Были 3-4 случая, как я уже указал, что после заседания тройки КАРАМЫШЕВ считал нужным изменить решение тройки и после этого КАРАМЫШЕВ давал мне указание идти к членам тройки для изменения первого решения заседания тройки. Было это по делам, возвращённым с доследования, фамилии их не помню, и 2-3 случая, [когда] речь шла о снижении меры наказания. В конечном итоге протоколы заседаний тройки подписывались всеми членами тройки. Протоколы я составлял на основании повесток членов тройки. КАРАМЫШЕВА справка была основной, по ней сличали справки остальных членов тройки.

Подсудимый КАРАМЫШЕВ:

Были случаи, когда переделывали протоколы и отдельные листы протокола, т. к. протоколы составлялись по национальностям, или вычёркивали кого-либо из протокола другой национальности.

На вопросы ПОДСУДИМОГО КАРАМЫШЕВА свид. ШЕЙНБЕРГ:

Протоколы заседаний тройки мы направляли в Москву.

*Данные*:
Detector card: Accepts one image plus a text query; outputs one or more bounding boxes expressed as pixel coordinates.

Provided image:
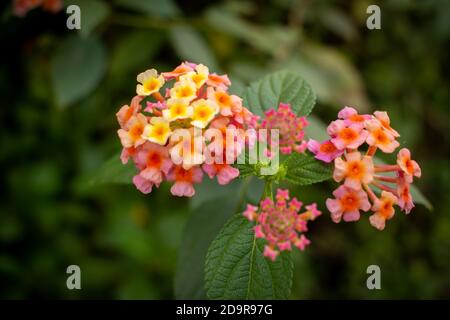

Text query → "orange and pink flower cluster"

*Задание*:
Ответьте по фрагменту о протоколах заседаний тройки:
1. На основании чего составлялись протоколы заседаний тройки?
2. По какому признаку составлялись протоколы?
3. Куда направлялись протоколы заседаний тройки?

*Ответ к заданию*:
1. На основании повесток членов тройки.
2. По национальностям.
3. В Москву.